**PROBLEM STATEMENT**
Repeat the listing exactly. Do not carry over any pictures.

**DATA**
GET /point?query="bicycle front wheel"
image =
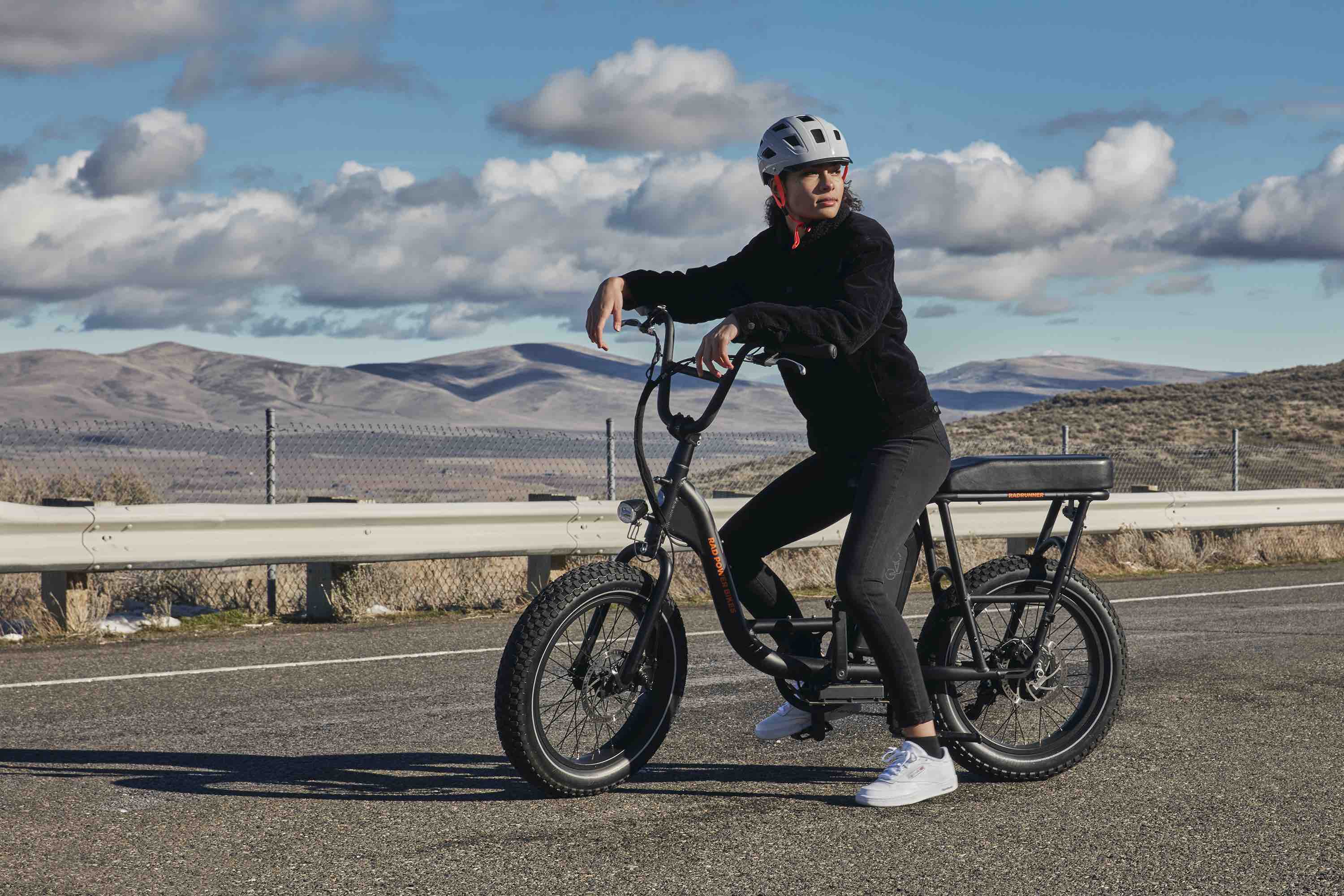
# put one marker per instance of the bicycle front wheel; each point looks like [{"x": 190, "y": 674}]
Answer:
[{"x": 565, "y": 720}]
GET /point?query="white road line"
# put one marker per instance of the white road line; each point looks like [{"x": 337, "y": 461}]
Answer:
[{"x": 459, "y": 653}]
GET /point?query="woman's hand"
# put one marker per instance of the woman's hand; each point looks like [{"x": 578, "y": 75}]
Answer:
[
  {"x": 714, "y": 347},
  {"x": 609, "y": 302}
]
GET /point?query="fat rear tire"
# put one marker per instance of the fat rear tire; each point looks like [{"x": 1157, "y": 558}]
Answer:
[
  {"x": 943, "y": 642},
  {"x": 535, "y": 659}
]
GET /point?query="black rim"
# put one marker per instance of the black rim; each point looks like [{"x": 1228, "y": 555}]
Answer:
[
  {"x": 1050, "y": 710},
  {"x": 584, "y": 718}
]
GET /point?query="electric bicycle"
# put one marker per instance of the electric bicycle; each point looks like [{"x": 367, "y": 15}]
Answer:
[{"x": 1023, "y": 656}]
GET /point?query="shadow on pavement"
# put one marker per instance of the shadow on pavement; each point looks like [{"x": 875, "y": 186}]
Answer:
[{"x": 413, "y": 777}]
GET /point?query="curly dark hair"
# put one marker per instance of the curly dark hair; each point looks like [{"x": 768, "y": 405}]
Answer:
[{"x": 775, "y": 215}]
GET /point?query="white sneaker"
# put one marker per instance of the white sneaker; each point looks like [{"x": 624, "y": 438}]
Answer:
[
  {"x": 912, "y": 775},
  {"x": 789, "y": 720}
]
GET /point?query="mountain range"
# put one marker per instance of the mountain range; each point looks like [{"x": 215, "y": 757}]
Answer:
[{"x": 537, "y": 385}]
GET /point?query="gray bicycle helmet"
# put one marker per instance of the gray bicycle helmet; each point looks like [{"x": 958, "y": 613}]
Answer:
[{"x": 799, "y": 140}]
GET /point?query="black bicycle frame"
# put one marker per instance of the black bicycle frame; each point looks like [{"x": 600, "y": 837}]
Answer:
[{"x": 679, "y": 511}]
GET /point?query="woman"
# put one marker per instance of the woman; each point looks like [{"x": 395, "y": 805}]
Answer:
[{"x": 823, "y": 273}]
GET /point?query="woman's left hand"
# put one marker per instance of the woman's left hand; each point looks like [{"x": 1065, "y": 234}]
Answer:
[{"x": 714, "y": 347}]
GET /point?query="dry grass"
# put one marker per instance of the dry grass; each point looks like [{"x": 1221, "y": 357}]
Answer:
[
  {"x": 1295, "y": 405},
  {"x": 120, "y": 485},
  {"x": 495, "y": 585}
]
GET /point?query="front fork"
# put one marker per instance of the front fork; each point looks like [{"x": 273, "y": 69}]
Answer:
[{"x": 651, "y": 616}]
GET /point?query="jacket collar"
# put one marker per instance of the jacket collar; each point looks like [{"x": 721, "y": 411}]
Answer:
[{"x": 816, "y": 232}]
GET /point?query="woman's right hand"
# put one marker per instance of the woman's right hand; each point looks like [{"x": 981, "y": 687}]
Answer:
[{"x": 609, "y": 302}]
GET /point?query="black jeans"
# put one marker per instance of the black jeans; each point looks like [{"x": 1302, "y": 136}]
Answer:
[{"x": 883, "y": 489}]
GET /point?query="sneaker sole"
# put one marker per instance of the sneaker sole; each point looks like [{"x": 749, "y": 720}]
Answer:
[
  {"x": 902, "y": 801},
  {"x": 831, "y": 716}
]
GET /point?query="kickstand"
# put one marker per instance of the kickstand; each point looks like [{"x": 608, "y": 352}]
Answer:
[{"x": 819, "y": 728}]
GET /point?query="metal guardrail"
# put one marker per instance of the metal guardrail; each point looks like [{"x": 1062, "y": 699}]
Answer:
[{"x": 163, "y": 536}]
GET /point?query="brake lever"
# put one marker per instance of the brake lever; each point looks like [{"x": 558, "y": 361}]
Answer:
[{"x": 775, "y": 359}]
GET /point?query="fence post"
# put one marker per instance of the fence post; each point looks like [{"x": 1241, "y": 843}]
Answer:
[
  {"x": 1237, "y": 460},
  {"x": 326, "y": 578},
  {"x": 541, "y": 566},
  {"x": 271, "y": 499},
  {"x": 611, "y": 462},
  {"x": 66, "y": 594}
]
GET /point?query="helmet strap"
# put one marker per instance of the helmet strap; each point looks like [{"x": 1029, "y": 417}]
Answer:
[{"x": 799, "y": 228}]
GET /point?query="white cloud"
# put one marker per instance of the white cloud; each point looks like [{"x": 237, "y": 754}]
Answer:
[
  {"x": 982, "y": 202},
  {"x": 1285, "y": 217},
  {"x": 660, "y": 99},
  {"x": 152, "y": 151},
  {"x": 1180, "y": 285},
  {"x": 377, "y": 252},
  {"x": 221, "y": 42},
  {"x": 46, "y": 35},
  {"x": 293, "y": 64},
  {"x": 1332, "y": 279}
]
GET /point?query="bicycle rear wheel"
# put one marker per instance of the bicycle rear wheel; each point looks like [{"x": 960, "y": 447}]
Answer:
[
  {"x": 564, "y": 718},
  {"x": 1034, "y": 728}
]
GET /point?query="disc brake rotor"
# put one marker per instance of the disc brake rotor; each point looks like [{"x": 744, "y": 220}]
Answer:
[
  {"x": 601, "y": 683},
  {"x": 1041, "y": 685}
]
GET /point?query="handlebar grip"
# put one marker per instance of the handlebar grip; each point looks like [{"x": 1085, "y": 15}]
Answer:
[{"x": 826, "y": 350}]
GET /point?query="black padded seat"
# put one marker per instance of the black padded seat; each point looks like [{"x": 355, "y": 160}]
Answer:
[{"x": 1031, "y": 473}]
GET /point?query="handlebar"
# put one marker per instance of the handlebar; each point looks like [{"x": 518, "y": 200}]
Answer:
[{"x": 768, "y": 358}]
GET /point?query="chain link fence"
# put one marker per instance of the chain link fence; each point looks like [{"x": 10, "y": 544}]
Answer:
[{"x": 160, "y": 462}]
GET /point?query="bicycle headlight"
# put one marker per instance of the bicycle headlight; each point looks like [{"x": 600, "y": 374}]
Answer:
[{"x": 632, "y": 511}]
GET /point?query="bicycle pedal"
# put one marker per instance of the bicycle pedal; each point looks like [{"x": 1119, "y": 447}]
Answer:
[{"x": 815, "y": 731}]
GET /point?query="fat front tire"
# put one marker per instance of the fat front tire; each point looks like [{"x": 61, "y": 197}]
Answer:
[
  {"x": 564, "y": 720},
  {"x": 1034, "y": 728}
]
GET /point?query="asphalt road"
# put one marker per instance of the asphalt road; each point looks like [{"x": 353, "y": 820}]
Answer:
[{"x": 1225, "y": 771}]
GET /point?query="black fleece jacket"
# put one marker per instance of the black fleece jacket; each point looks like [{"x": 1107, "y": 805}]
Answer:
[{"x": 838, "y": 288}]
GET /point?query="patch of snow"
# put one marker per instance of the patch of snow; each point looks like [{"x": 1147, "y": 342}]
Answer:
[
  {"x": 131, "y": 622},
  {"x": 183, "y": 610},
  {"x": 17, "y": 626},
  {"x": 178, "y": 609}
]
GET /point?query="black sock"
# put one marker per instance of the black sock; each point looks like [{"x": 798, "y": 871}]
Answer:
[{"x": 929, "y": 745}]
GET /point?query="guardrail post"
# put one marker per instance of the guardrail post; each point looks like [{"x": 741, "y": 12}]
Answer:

**ANSWER SECTION**
GET /point?query="bicycle front wheel"
image =
# put one marker per instance of the bicycle front wheel; each point looks like [{"x": 190, "y": 674}]
Answer:
[{"x": 565, "y": 720}]
GET /point?query="white road line"
# put one marker per instance of the white road line; each point looks like [{"x": 337, "y": 461}]
Answer:
[{"x": 459, "y": 653}]
GET /point?query="woman's hand"
# put one marker per instance of the woman's hand; each point looks like [{"x": 578, "y": 75}]
Answer:
[
  {"x": 714, "y": 347},
  {"x": 609, "y": 302}
]
GET /point?query="fat rear tire"
# put one marker per instance of the fat rear tire; each point looks like [{"x": 1157, "y": 558}]
Answer:
[
  {"x": 943, "y": 642},
  {"x": 535, "y": 659}
]
GET /point?query="black rim"
# put one marker per instance of the black rim; each point looks like [{"x": 1228, "y": 555}]
Answer:
[
  {"x": 1050, "y": 710},
  {"x": 584, "y": 718}
]
GET /point?query="electric bicycle"
# put one marker per instance of the electric bicycle; each point looks like [{"x": 367, "y": 15}]
Answer:
[{"x": 1023, "y": 656}]
GET /point?query="shadow on pavement"
# put one marker per instance of the shadow on pavement; each point looks like [{"x": 875, "y": 186}]
Answer:
[{"x": 413, "y": 777}]
GET /point?query="curly dark hair"
# put one marker per instance of the curly dark hair; each point looks like [{"x": 768, "y": 405}]
Answer:
[{"x": 775, "y": 215}]
GET /point?query="white sneaker"
# put one marker per instance of the white sneaker; each point looks like [{"x": 624, "y": 438}]
Answer:
[
  {"x": 912, "y": 775},
  {"x": 789, "y": 720}
]
GET /point?query="mountain range"
# put one marker per instance of the mountain range; each point looks like [{"x": 215, "y": 757}]
Answer:
[{"x": 537, "y": 385}]
GET /point?query="gray bicycle helmet"
# put one marker per instance of the gray bicycle helmet; each point looks like [{"x": 958, "y": 613}]
Answer:
[{"x": 799, "y": 140}]
GET /point?query="black bicycle frame"
# put one marker per instance of the black bicycle frame; each point looks like [{"x": 600, "y": 837}]
Answer:
[{"x": 679, "y": 511}]
GET /point?query="woman"
# put one marker per instance of the woman; each point looks like [{"x": 395, "y": 805}]
Answer:
[{"x": 823, "y": 273}]
GET /point?query="woman's left hand"
# put one marker per instance of the woman's left hand; each point looks like [{"x": 1065, "y": 234}]
Answer:
[{"x": 714, "y": 347}]
GET /point?query="dry grass"
# put one marker per instance of the dry grass; each point looks like [{"x": 1221, "y": 357}]
Answer:
[
  {"x": 1295, "y": 405},
  {"x": 120, "y": 485},
  {"x": 495, "y": 585}
]
GET /point?query="front fork"
# put one marker per instance of the front fork; each point looks like [{"x": 273, "y": 69}]
Answer:
[{"x": 651, "y": 616}]
GET /point?query="jacket collar"
# put one marker per instance of the jacket collar; each point looks like [{"x": 721, "y": 411}]
Answer:
[{"x": 816, "y": 232}]
GET /point?query="woman's right hand"
# put one marker per instance of the woman's right hand; each point looks like [{"x": 981, "y": 687}]
Answer:
[{"x": 609, "y": 302}]
GET /point?query="black jeans"
# put one marker per instance of the black jeans; each point looks like [{"x": 1302, "y": 136}]
Answer:
[{"x": 883, "y": 489}]
GET /point?query="sneaker sole"
# put one marker per instance of the sneaker sole; each point looks like [{"x": 749, "y": 720}]
Answer:
[
  {"x": 902, "y": 801},
  {"x": 831, "y": 716}
]
GET /point?query="kickstand"
# put one marker per instance of the kickstand; each point looks like [{"x": 608, "y": 352}]
Answer:
[{"x": 819, "y": 728}]
GET /point?query="metal guardrail"
# put one marker per instance of the metal guardrail; each point looks like [{"x": 1062, "y": 699}]
Answer:
[{"x": 163, "y": 536}]
GET /point?query="brake lever"
# put one marker per instance of the brake lever; each point looks like [{"x": 558, "y": 361}]
Answer:
[{"x": 775, "y": 359}]
GET /point?query="fence post"
# put one marker per instance of the fence post; each point looks like [{"x": 1241, "y": 843}]
Answer:
[
  {"x": 1237, "y": 460},
  {"x": 326, "y": 578},
  {"x": 541, "y": 566},
  {"x": 271, "y": 499},
  {"x": 611, "y": 462},
  {"x": 66, "y": 594}
]
GET /point?query="helmet strap"
# put one marker per instance of the helmet strap; each point looks like [{"x": 1029, "y": 417}]
Answer:
[{"x": 799, "y": 228}]
GET /point?query="white cloud"
# put one marker per instance of the white cloud; each point looks like [{"x": 237, "y": 754}]
Answer:
[
  {"x": 982, "y": 202},
  {"x": 1285, "y": 217},
  {"x": 660, "y": 99},
  {"x": 152, "y": 151},
  {"x": 1180, "y": 285},
  {"x": 377, "y": 252},
  {"x": 221, "y": 42},
  {"x": 46, "y": 35},
  {"x": 293, "y": 64},
  {"x": 1332, "y": 279}
]
GET /point?query="bicycle rear wheel"
# put one marker per instance of the bicycle rear wheel; each point looks like [{"x": 960, "y": 447}]
Answer:
[
  {"x": 564, "y": 718},
  {"x": 1034, "y": 728}
]
GET /point?query="disc brake rotor"
# put one marker per instance of the disc brake rotor; each point looks like [{"x": 744, "y": 220}]
Answer:
[
  {"x": 601, "y": 683},
  {"x": 1041, "y": 685}
]
GET /point?query="handlebar grip"
# put one marker per instance of the handlebar grip; each point looks like [{"x": 1085, "y": 15}]
Answer:
[{"x": 826, "y": 350}]
GET /point?query="black padded seat"
# put one marker per instance of the black padded seat; each point looks like [{"x": 355, "y": 160}]
Answer:
[{"x": 1031, "y": 473}]
GET /point?query="handlebar"
# put one marker per instance of the handlebar; each point looks like [{"x": 518, "y": 200}]
Answer:
[{"x": 768, "y": 358}]
GET /point?query="chain link fence"
# put one marker per instance of the chain link fence; each point looks like [{"x": 10, "y": 544}]
Answer:
[{"x": 160, "y": 462}]
GET /point?query="bicycle headlight"
# put one marker per instance of the bicycle headlight; each point looks like [{"x": 600, "y": 374}]
Answer:
[{"x": 632, "y": 511}]
GET /point?query="bicycle pedal"
# put one marker per instance of the bicycle pedal; each point looks like [{"x": 1119, "y": 447}]
Answer:
[{"x": 815, "y": 731}]
GET /point?query="fat front tire"
# put one marker per instance of the fat front tire; each point looks like [{"x": 61, "y": 197}]
Answer:
[
  {"x": 564, "y": 720},
  {"x": 1034, "y": 728}
]
GET /point?query="asphalt road"
# put one marker per instance of the asphalt road; each point looks like [{"x": 353, "y": 820}]
Answer:
[{"x": 1225, "y": 771}]
GET /point?query="black fleece jacket"
# put one marker per instance of the black fleece jacket; each point looks like [{"x": 1107, "y": 805}]
Answer:
[{"x": 838, "y": 288}]
GET /point?query="patch of snow"
# put one marker per instance of the patch of snow; each point looks like [{"x": 1147, "y": 342}]
Answer:
[
  {"x": 131, "y": 622},
  {"x": 183, "y": 610},
  {"x": 17, "y": 626},
  {"x": 178, "y": 609}
]
GET /point?query="black sock"
# put one marker per instance of the black sock; each point looks like [{"x": 798, "y": 871}]
Answer:
[{"x": 929, "y": 745}]
GET /point?query="guardrail post"
# put one marker per instance of the guardrail post; each point looks like [{"x": 741, "y": 12}]
Answer:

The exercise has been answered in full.